* Stated task *
In the entries below, substitute "Predicted" for every "Emitted" and leave everything else unchanged.

— start of Entries supplied —

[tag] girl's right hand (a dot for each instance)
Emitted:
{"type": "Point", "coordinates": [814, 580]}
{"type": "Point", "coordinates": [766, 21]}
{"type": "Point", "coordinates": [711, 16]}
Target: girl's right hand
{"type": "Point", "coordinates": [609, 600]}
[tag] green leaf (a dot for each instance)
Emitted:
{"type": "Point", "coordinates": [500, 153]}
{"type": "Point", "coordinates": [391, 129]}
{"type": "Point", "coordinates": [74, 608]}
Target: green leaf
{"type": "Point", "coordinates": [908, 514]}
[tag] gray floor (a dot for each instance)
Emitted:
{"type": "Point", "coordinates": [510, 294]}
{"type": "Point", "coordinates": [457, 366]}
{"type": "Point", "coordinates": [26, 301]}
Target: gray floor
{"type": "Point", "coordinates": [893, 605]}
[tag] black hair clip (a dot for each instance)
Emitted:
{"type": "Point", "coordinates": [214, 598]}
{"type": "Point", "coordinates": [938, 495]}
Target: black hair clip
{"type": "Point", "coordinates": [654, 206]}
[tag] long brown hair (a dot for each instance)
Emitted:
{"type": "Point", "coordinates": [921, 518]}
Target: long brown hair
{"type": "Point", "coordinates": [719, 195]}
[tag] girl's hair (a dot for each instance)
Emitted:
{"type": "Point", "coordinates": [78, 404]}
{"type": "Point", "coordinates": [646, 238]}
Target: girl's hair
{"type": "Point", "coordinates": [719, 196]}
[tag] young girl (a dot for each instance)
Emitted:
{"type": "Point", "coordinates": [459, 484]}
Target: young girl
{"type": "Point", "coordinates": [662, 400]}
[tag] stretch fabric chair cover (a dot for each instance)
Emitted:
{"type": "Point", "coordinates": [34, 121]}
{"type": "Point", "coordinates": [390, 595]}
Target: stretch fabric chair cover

— end of Entries supplied —

* Result *
[tag] girl's right hand (a dot for each instance)
Predicted:
{"type": "Point", "coordinates": [814, 580]}
{"type": "Point", "coordinates": [766, 21]}
{"type": "Point", "coordinates": [711, 16]}
Target: girl's right hand
{"type": "Point", "coordinates": [609, 600]}
[tag] green leaf (a dot for each instance)
Predicted:
{"type": "Point", "coordinates": [500, 153]}
{"type": "Point", "coordinates": [391, 129]}
{"type": "Point", "coordinates": [74, 608]}
Target: green leaf
{"type": "Point", "coordinates": [908, 514]}
[tag] gray floor (a dot for each instance)
Predicted:
{"type": "Point", "coordinates": [510, 294]}
{"type": "Point", "coordinates": [457, 366]}
{"type": "Point", "coordinates": [26, 301]}
Target: gray floor
{"type": "Point", "coordinates": [893, 605]}
[tag] black hair clip (a dot for each instance)
Predicted:
{"type": "Point", "coordinates": [214, 598]}
{"type": "Point", "coordinates": [938, 495]}
Target: black hair clip
{"type": "Point", "coordinates": [654, 206]}
[tag] long brown hair (a dot for each instance)
Predicted:
{"type": "Point", "coordinates": [921, 518]}
Target: long brown hair
{"type": "Point", "coordinates": [719, 195]}
[tag] girl's hair (a dot for each instance)
Predicted:
{"type": "Point", "coordinates": [78, 404]}
{"type": "Point", "coordinates": [646, 238]}
Target: girl's hair
{"type": "Point", "coordinates": [719, 196]}
[tag] young girl (a dot for each instance)
Predicted:
{"type": "Point", "coordinates": [459, 484]}
Target: young girl
{"type": "Point", "coordinates": [662, 400]}
[tag] stretch fabric chair cover (a dot for each instance)
Predicted:
{"type": "Point", "coordinates": [34, 121]}
{"type": "Point", "coordinates": [390, 595]}
Target: stretch fabric chair cover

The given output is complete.